------ Trecho do documento ------

PERGUNTA: — Ainda com relação à última ceia gostaríamos de sanar nossas
dúvidas quanto ao fato daquela acusação de Jesus insinuando ser Judas o discípulo
que deveria traí-lo.
RAMATÍS: — Entre os diversos acontecimentos narrados pelos evangelistas e
sumariamente modificados posteriormente pelos exegetas católicos, a cena da
acusação indireta de Jesus contra Judas, se fosse verdadeira, seria um dos mais graves
e censuráveis desmentidos aos seus profundos sentimentos de amor, ternura e perdão
tão sublimes, que, nos extremos de sua agonia, no ato de sua crucificação, quanto aos
seus algozes, o fez dirigir ao Pai aquela rogativa de misericórdia infinita: “Pai! Perdoai-
lhes porque eles não sabem o que fazem”.
É quase inacreditável que, depois de se configurar o Amado Mestre como a maior
expressão de amor e de renúncia na Terra, o reduzam ao caráter de um homem comum
ressentido e intrigante, pecando pelo julgamento antecipado da “possível” traição de um
discípulo.

------

- [Exercício proposto 1]
Localize na listagem todas as linhas que contêm a palavra "water" e copie-as.

------ Material extraído ------

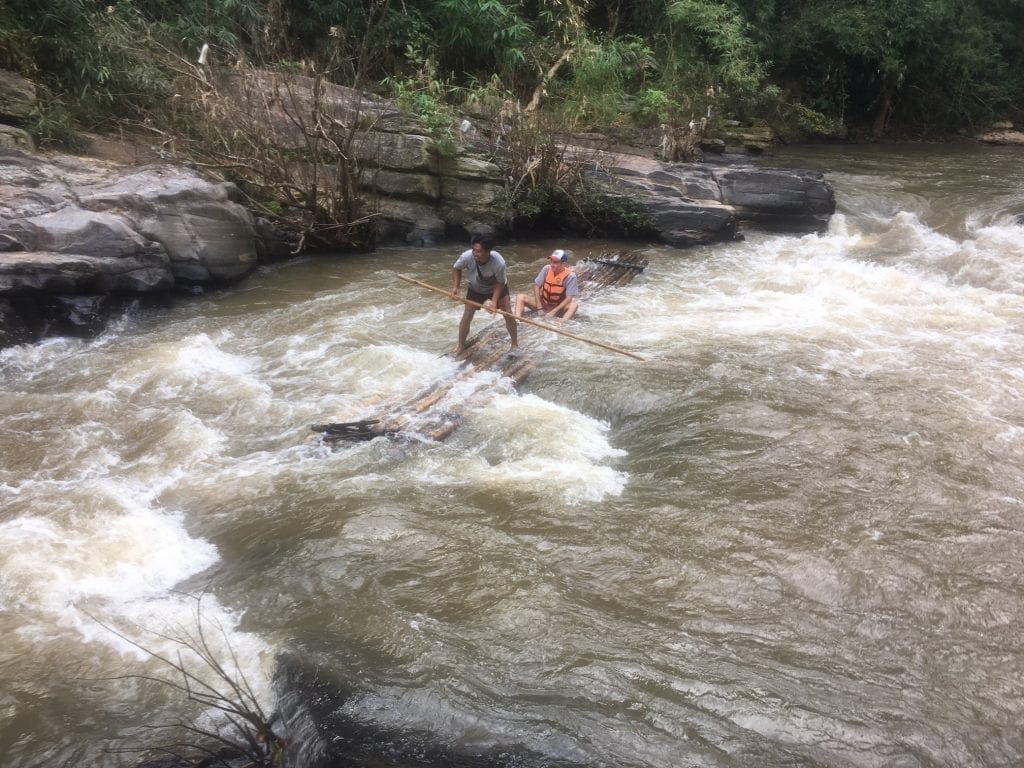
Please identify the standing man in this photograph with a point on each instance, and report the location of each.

------
------ Material extraído ------

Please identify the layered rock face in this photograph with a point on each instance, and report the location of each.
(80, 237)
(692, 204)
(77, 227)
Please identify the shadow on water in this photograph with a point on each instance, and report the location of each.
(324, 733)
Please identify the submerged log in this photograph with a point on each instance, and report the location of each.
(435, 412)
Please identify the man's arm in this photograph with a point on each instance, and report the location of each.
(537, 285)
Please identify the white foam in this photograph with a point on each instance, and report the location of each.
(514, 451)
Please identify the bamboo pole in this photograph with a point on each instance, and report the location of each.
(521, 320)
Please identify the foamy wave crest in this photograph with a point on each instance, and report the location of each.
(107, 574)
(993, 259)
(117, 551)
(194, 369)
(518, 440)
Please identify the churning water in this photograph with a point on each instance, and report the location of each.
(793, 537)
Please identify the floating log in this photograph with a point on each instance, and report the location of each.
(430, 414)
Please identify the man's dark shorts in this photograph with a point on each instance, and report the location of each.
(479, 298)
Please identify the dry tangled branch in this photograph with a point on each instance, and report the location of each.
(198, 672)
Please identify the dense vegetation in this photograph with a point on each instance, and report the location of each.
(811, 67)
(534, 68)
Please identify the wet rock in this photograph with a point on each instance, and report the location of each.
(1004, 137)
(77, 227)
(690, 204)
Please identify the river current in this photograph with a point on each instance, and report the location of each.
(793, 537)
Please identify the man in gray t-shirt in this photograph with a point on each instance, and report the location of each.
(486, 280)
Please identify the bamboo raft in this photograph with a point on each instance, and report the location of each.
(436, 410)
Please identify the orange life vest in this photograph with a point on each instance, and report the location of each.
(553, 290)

------

- [Exercício proposto 2]
Enumere os sentimentos atribuídos a Jesus logo após as palavras "profundos sentimentos de" no trecho sobre a última ceia.

- [Resposta completa 1]
Please identify the shadow on water in this photograph with a point on each instance, and report the location of each.
Please identify the churning water in this photograph with a point on each instance, and report the location of each.

- [Resposta completa 2]
Amor, ternura e perdão.